Instruction:
Copy the records below without any change, starting at the beginning and going on through the line that contains "positive clicks: (103, 1034)".

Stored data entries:
# # #

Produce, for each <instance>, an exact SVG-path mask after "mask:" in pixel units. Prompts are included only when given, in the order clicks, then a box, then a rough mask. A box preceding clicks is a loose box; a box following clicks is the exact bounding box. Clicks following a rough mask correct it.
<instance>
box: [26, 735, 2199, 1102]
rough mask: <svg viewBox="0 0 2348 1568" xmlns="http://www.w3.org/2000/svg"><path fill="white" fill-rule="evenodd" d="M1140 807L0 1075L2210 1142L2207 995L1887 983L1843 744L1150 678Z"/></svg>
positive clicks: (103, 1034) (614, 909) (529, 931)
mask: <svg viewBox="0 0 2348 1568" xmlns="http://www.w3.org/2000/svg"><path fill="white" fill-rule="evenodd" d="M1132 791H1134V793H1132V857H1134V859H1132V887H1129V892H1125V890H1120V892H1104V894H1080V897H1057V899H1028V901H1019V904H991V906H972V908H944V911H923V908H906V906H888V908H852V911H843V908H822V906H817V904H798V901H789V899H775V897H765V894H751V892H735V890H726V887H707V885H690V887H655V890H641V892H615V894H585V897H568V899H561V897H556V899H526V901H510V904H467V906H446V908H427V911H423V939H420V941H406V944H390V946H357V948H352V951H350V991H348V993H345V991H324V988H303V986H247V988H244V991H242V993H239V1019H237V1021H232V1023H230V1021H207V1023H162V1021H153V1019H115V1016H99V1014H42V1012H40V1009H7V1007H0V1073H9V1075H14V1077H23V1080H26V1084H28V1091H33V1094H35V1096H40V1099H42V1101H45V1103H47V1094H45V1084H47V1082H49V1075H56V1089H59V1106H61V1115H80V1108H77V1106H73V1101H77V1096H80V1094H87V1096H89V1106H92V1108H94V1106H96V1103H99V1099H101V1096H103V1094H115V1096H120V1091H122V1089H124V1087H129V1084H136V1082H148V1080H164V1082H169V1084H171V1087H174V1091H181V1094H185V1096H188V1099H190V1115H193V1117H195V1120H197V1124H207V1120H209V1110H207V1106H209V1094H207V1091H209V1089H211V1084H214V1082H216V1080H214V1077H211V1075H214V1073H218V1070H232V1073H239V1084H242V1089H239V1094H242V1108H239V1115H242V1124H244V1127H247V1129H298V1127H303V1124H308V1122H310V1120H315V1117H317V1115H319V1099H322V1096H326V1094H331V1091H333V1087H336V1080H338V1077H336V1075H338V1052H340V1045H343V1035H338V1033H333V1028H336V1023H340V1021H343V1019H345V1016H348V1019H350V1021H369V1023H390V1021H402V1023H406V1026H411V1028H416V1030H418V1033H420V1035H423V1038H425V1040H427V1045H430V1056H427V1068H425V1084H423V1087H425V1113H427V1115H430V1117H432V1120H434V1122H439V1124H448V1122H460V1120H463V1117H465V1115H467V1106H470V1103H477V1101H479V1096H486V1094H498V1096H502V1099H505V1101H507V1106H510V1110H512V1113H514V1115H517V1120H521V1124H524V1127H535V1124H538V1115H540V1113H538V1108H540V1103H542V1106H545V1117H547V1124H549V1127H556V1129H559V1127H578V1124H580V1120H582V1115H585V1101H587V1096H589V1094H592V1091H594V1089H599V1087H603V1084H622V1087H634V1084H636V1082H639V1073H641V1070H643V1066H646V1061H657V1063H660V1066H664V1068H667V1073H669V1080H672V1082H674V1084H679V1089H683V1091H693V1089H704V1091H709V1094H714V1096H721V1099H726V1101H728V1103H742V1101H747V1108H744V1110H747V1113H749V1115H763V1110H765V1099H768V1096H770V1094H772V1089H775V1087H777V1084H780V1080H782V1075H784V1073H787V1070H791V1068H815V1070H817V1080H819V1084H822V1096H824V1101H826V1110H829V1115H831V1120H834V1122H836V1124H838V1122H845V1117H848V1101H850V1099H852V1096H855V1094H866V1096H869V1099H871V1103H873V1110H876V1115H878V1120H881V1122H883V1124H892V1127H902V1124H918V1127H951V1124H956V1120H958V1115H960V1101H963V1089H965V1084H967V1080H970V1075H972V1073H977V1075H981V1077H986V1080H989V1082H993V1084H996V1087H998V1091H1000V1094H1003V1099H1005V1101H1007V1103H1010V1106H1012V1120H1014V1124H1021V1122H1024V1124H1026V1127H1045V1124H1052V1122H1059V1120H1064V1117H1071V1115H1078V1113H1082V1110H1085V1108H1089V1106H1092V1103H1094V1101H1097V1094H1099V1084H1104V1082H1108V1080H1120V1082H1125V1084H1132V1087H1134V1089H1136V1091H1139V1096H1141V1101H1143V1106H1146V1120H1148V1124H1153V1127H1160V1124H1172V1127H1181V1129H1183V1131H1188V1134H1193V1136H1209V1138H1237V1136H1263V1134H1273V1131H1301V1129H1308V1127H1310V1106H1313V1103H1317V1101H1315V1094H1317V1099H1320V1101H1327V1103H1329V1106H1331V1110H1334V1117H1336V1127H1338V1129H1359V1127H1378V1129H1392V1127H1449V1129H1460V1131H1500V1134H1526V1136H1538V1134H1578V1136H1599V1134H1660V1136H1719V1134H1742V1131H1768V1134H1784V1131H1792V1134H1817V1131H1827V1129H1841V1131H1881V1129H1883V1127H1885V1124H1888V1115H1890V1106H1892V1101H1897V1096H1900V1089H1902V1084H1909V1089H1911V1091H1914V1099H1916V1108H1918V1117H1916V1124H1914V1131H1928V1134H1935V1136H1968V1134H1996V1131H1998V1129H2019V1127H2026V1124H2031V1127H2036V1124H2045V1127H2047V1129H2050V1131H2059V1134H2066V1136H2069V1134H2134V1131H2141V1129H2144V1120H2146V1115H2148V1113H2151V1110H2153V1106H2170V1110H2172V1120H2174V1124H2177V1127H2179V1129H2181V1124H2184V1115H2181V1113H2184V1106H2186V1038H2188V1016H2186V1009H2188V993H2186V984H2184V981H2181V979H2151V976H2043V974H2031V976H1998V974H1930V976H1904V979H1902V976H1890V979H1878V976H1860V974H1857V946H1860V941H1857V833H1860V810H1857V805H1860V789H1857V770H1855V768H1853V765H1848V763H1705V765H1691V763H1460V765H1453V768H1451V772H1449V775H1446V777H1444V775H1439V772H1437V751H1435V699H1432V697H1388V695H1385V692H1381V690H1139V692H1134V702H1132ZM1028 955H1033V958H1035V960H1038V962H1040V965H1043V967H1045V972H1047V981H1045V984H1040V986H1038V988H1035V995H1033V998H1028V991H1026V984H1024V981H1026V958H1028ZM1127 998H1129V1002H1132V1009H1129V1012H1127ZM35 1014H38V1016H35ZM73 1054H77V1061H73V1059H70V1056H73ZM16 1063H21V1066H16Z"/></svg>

# # #

Solution for this problem:
Produce, for each <instance>, an exact SVG-path mask after "mask:" in pixel units. Prompts are included only when given, in the order clicks, then a box, then a rough mask. A box preceding clicks is a loose box; a box following clicks is the exact bounding box. Clicks following a rough mask correct it.
<instance>
box: [26, 735, 2199, 1102]
rough mask: <svg viewBox="0 0 2348 1568" xmlns="http://www.w3.org/2000/svg"><path fill="white" fill-rule="evenodd" d="M1140 807L0 1075L2210 1142L2207 995L1887 983L1843 744L1150 678Z"/></svg>
positive clicks: (103, 1034) (614, 909) (529, 931)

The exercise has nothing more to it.